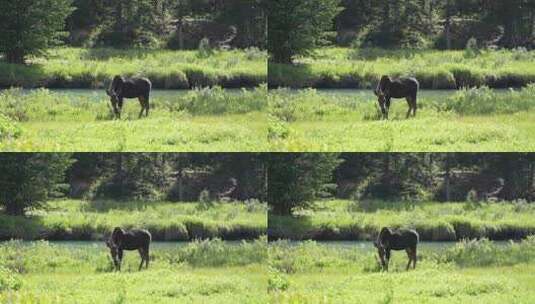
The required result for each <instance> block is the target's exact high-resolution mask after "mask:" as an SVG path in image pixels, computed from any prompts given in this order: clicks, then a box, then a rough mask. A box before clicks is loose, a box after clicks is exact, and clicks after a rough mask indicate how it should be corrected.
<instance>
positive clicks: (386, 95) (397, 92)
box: [374, 76, 420, 119]
mask: <svg viewBox="0 0 535 304" xmlns="http://www.w3.org/2000/svg"><path fill="white" fill-rule="evenodd" d="M419 89H420V84H419V83H418V80H416V79H415V78H412V77H409V78H399V79H392V78H390V77H389V76H383V77H381V81H380V82H379V84H378V85H377V88H376V89H375V90H374V93H375V95H376V96H377V97H378V101H379V106H380V107H381V112H382V113H383V118H384V119H388V112H389V111H390V101H391V99H392V98H405V99H407V103H408V104H409V111H408V112H407V118H409V117H410V115H411V113H412V115H413V117H416V110H417V108H418V106H417V98H418V90H419Z"/></svg>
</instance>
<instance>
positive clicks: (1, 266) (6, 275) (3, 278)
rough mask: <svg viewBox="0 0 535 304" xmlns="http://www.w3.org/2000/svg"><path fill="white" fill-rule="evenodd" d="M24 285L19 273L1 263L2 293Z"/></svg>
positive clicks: (1, 281)
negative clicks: (6, 266)
mask: <svg viewBox="0 0 535 304" xmlns="http://www.w3.org/2000/svg"><path fill="white" fill-rule="evenodd" d="M21 287H22V280H21V279H20V276H19V274H17V273H15V272H13V271H12V270H10V269H8V268H6V267H4V266H2V265H0V293H2V292H5V291H9V290H19V289H20V288H21Z"/></svg>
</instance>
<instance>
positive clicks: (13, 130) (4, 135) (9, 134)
mask: <svg viewBox="0 0 535 304" xmlns="http://www.w3.org/2000/svg"><path fill="white" fill-rule="evenodd" d="M20 135H21V129H20V127H19V126H18V124H17V123H16V122H14V121H12V120H11V119H10V118H9V117H7V116H6V115H4V114H2V113H0V141H2V140H7V139H16V138H18V137H19V136H20Z"/></svg>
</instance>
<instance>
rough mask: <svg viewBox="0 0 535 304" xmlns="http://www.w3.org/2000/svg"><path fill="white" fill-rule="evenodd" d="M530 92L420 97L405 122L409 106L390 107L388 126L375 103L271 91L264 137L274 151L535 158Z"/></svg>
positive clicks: (532, 103) (331, 95)
mask: <svg viewBox="0 0 535 304" xmlns="http://www.w3.org/2000/svg"><path fill="white" fill-rule="evenodd" d="M533 88H534V87H533V86H530V87H528V88H525V89H523V90H522V91H519V92H514V91H511V92H499V93H497V92H492V91H491V90H488V89H479V90H470V91H459V92H457V93H455V94H452V95H451V96H450V97H445V96H444V95H442V94H437V96H425V97H422V98H420V99H419V110H418V114H417V117H416V118H410V119H406V118H405V114H406V111H407V105H406V102H405V101H404V100H395V101H394V102H393V105H392V107H391V109H390V112H391V113H390V120H389V121H384V120H381V115H380V112H379V110H378V105H377V100H376V99H375V98H373V97H369V98H368V97H363V96H358V95H355V96H351V95H348V94H339V95H336V94H323V93H320V92H316V91H314V90H303V91H298V92H290V91H287V90H276V91H271V92H270V97H269V99H270V127H269V130H268V137H269V139H270V141H271V146H272V150H274V151H299V152H306V151H366V152H377V151H379V152H394V151H397V152H413V151H414V152H420V151H438V152H446V151H465V152H469V151H474V152H475V151H482V152H500V151H505V152H507V151H516V152H519V151H534V150H535V125H534V124H533V123H532V122H533V121H534V120H535V112H533V110H534V109H535V99H534V97H533V96H535V94H534V93H535V92H534V89H533ZM428 95H429V94H428Z"/></svg>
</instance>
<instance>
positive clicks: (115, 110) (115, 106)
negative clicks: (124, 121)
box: [111, 101, 121, 118]
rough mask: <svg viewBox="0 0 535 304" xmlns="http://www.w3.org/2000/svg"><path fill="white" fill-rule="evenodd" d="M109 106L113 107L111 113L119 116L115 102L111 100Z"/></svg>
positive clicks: (119, 113)
mask: <svg viewBox="0 0 535 304" xmlns="http://www.w3.org/2000/svg"><path fill="white" fill-rule="evenodd" d="M111 106H112V108H113V114H114V115H115V118H121V113H119V109H118V108H117V102H114V101H112V102H111Z"/></svg>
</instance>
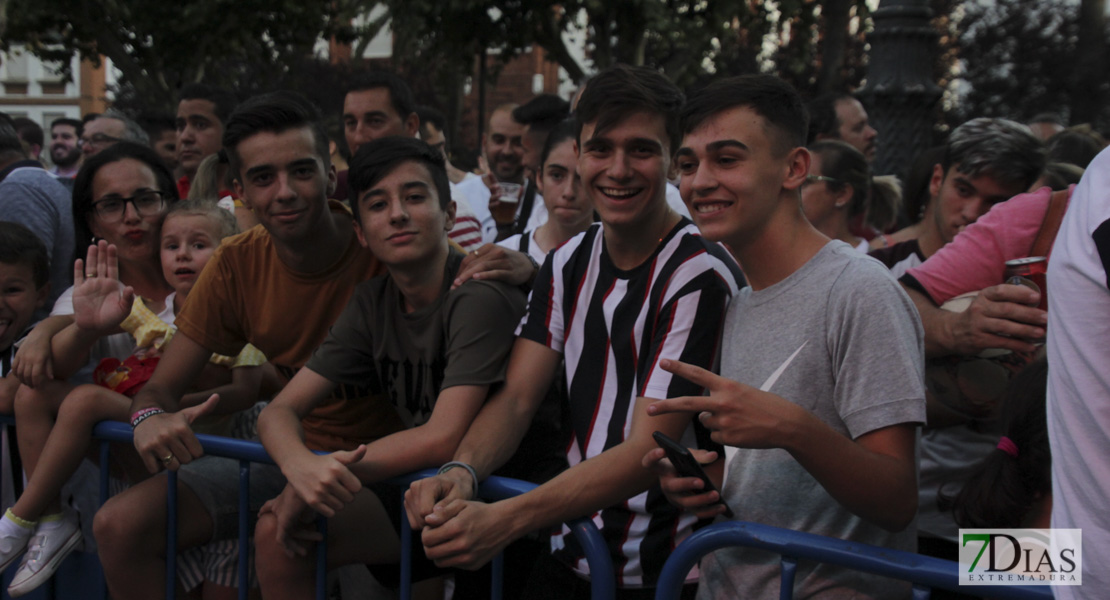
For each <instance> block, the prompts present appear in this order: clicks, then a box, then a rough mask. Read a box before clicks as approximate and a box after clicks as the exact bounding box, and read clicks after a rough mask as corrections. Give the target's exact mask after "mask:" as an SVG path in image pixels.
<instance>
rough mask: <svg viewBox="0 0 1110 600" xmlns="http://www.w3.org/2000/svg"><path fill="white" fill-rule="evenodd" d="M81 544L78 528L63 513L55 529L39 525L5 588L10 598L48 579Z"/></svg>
mask: <svg viewBox="0 0 1110 600" xmlns="http://www.w3.org/2000/svg"><path fill="white" fill-rule="evenodd" d="M80 545H81V528H80V527H79V525H78V522H77V518H75V517H74V516H73V515H70V513H67V515H65V517H64V518H62V521H61V523H60V525H59V526H58V527H42V525H41V523H40V525H39V527H38V529H36V530H34V536H32V537H31V543H30V545H29V546H28V550H27V553H26V555H24V556H23V562H22V563H21V565H20V566H19V570H18V571H16V576H14V577H13V578H12V580H11V586H9V587H8V593H9V594H10V596H11V597H12V598H19V597H20V596H23V594H24V593H28V592H30V591H31V590H33V589H36V588H38V587H39V586H41V584H43V583H46V581H47V580H48V579H50V578H51V577H52V576H53V574H54V571H57V570H58V566H59V565H61V563H62V560H64V559H65V557H68V556H69V553H70V552H72V551H73V550H75V549H77V548H78V547H79V546H80Z"/></svg>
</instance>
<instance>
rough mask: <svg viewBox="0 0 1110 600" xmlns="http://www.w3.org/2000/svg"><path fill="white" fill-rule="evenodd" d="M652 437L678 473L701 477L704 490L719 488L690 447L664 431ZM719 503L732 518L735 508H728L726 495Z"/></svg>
mask: <svg viewBox="0 0 1110 600" xmlns="http://www.w3.org/2000/svg"><path fill="white" fill-rule="evenodd" d="M652 437H654V438H655V443H656V444H658V445H659V447H660V448H663V451H665V452H667V459H669V460H670V464H672V465H674V467H675V470H676V471H677V472H678V475H680V476H683V477H697V478H698V479H700V480H702V481H703V482H704V484H705V487H704V488H702V491H709V490H716V489H717V486H715V485H713V481H712V480H710V479H709V476H708V475H706V474H705V470H704V469H703V468H702V465H700V464H698V461H697V459H696V458H694V455H693V454H692V452H690V451H689V449H688V448H686V447H685V446H683V445H682V444H678V443H677V441H675V440H673V439H670V438H669V437H667V436H666V434H664V433H663V431H656V433H654V434H652ZM717 492H718V494H720V490H717ZM719 504H722V505H724V507H725V516H726V517H728V518H729V519H731V518H733V509H730V508H728V505H727V504H725V500H724V497H722V499H720V501H719Z"/></svg>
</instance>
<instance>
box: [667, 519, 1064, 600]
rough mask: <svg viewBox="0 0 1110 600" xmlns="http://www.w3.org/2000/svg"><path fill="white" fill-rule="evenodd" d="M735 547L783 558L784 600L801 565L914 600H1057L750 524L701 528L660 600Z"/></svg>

◇ ◇ ◇ ◇ ◇ ◇ ◇

Word-for-word transcription: the whole listing, with images excluded.

Output for this task:
The required result for each <instance> block is the target's exact high-resolution mask after "mask:" as an SVG path in image pixels, computed from any prompts given in this order: clicks, then a box, then a rough mask. A box before clicks is loose, a box after clicks is exact, and clicks after a rough mask indicate how it should be corrected.
<instance>
positive clicks: (386, 95) (397, 92)
box: [374, 76, 420, 119]
mask: <svg viewBox="0 0 535 304" xmlns="http://www.w3.org/2000/svg"><path fill="white" fill-rule="evenodd" d="M419 89H420V84H419V83H418V80H416V79H415V78H412V77H409V78H399V79H392V78H390V77H389V76H383V77H381V81H380V82H379V84H378V85H377V88H376V89H375V90H374V93H375V95H376V96H377V97H378V101H379V106H380V107H381V112H382V113H383V118H384V119H388V112H389V111H390V101H391V99H392V98H405V99H407V103H408V104H409V111H408V112H407V118H409V117H410V115H411V113H412V115H413V117H416V110H417V108H418V106H417V98H418V90H419Z"/></svg>
</instance>
<instance>
positive clicks: (1, 266) (6, 275) (3, 278)
rough mask: <svg viewBox="0 0 535 304" xmlns="http://www.w3.org/2000/svg"><path fill="white" fill-rule="evenodd" d="M24 285L19 273L1 263L2 293Z"/></svg>
positive clicks: (1, 281)
negative clicks: (6, 266)
mask: <svg viewBox="0 0 535 304" xmlns="http://www.w3.org/2000/svg"><path fill="white" fill-rule="evenodd" d="M21 287H22V280H21V279H20V276H19V274H17V273H15V272H13V271H12V270H10V269H8V268H6V267H4V266H2V265H0V293H2V292H5V291H9V290H19V289H20V288H21Z"/></svg>
</instance>
<instance>
positive clicks: (13, 130) (4, 135) (9, 134)
mask: <svg viewBox="0 0 535 304" xmlns="http://www.w3.org/2000/svg"><path fill="white" fill-rule="evenodd" d="M20 135H21V129H20V127H19V126H18V124H17V123H16V122H14V121H12V120H11V119H10V118H9V117H7V116H6V115H4V114H2V113H0V141H2V140H7V139H16V138H18V137H19V136H20Z"/></svg>
</instance>
<instance>
rough mask: <svg viewBox="0 0 535 304" xmlns="http://www.w3.org/2000/svg"><path fill="white" fill-rule="evenodd" d="M530 92L420 97L405 122L409 106L390 107L388 126L375 103L271 91L264 137L274 151L535 158Z"/></svg>
positive clicks: (532, 103) (331, 95)
mask: <svg viewBox="0 0 535 304" xmlns="http://www.w3.org/2000/svg"><path fill="white" fill-rule="evenodd" d="M533 88H534V87H533V86H530V87H528V88H525V89H523V90H522V91H519V92H514V91H511V92H499V93H497V92H492V91H491V90H488V89H479V90H470V91H459V92H457V93H455V94H452V95H451V96H450V97H445V96H444V95H442V94H437V96H425V97H422V98H420V99H419V110H418V114H417V117H416V118H410V119H406V118H405V114H406V111H407V105H406V102H405V101H404V100H395V101H394V102H393V105H392V107H391V109H390V112H391V113H390V120H389V121H384V120H381V115H380V112H379V110H378V105H377V100H376V99H375V98H373V97H369V98H368V97H363V96H358V95H355V96H351V95H348V94H339V95H336V94H323V93H320V92H316V91H314V90H303V91H298V92H290V91H287V90H276V91H271V92H270V97H269V99H270V127H269V130H268V137H269V139H270V141H271V146H272V150H274V151H299V152H306V151H366V152H377V151H379V152H394V151H397V152H413V151H414V152H420V151H438V152H446V151H465V152H469V151H474V152H475V151H482V152H500V151H505V152H507V151H516V152H519V151H534V150H535V125H534V124H533V123H532V122H533V121H534V120H535V112H533V110H534V109H535V99H534V97H533V96H535V94H534V93H535V92H534V89H533ZM428 95H429V94H428Z"/></svg>
</instance>
<instance>
positive clicks: (115, 110) (115, 106)
negative clicks: (124, 121)
box: [111, 101, 121, 118]
rough mask: <svg viewBox="0 0 535 304" xmlns="http://www.w3.org/2000/svg"><path fill="white" fill-rule="evenodd" d="M109 106L113 107L111 113L119 116L115 102L111 100Z"/></svg>
positive clicks: (119, 113)
mask: <svg viewBox="0 0 535 304" xmlns="http://www.w3.org/2000/svg"><path fill="white" fill-rule="evenodd" d="M111 106H112V108H113V114H114V115H115V118H121V113H119V109H118V108H117V102H114V101H112V102H111Z"/></svg>
</instance>
For each <instance> block, the prompts present appear in this order: clicks, then a box, then a rough mask. Read a box before clicks as approximate and a box after clicks as the exact bounding box, and read clicks after a rough mask as corrections. Give the target's exact mask after "mask:" as an SVG path in image pixels.
<instance>
rough mask: <svg viewBox="0 0 1110 600" xmlns="http://www.w3.org/2000/svg"><path fill="white" fill-rule="evenodd" d="M81 544L78 528L63 513L55 529L39 525L5 588L10 598L48 579Z"/></svg>
mask: <svg viewBox="0 0 1110 600" xmlns="http://www.w3.org/2000/svg"><path fill="white" fill-rule="evenodd" d="M80 545H81V528H80V527H79V525H78V522H77V518H75V517H74V516H73V515H70V513H67V515H65V517H64V518H62V521H61V523H60V525H59V526H58V527H42V525H41V523H40V525H39V527H38V529H36V530H34V536H32V537H31V543H30V545H29V546H28V550H27V553H26V555H24V556H23V562H22V563H21V565H20V566H19V570H18V571H16V576H14V577H13V578H12V580H11V586H9V587H8V593H9V594H10V596H11V597H12V598H19V597H20V596H23V594H24V593H28V592H30V591H31V590H33V589H36V588H38V587H39V586H41V584H43V583H46V581H47V580H48V579H50V578H51V577H52V576H53V574H54V571H57V570H58V566H59V565H61V563H62V560H64V559H65V557H68V556H69V553H70V552H72V551H73V550H75V549H77V548H78V547H79V546H80Z"/></svg>
</instance>
<instance>
rough mask: <svg viewBox="0 0 1110 600" xmlns="http://www.w3.org/2000/svg"><path fill="white" fill-rule="evenodd" d="M652 437L678 473L701 477L704 490L719 488L690 447L664 431ZM719 503L732 518L735 508H728L726 495Z"/></svg>
mask: <svg viewBox="0 0 1110 600" xmlns="http://www.w3.org/2000/svg"><path fill="white" fill-rule="evenodd" d="M652 437H654V438H655V443H656V444H658V445H659V447H660V448H663V451H665V452H667V459H669V460H670V464H672V465H674V467H675V470H676V471H677V472H678V475H680V476H683V477H697V478H698V479H700V480H702V481H703V482H704V484H705V487H704V488H702V491H709V490H716V489H717V486H715V485H713V481H712V480H710V479H709V476H708V475H706V474H705V470H704V469H703V468H702V465H700V464H698V461H697V459H696V458H694V455H693V454H692V452H690V451H689V449H688V448H686V447H685V446H683V445H682V444H678V443H677V441H675V440H673V439H670V438H669V437H667V436H666V434H664V433H663V431H656V433H654V434H652ZM717 492H718V494H720V490H717ZM719 504H722V505H724V507H725V516H726V517H728V518H729V519H731V518H733V509H730V508H728V505H727V504H725V500H724V497H722V499H720V501H719Z"/></svg>
</instance>
<instance>
box: [667, 519, 1064, 600]
rough mask: <svg viewBox="0 0 1110 600" xmlns="http://www.w3.org/2000/svg"><path fill="white" fill-rule="evenodd" d="M735 547L783 558L784 600L801 565L914 600H1057L750 524L701 528L660 600Z"/></svg>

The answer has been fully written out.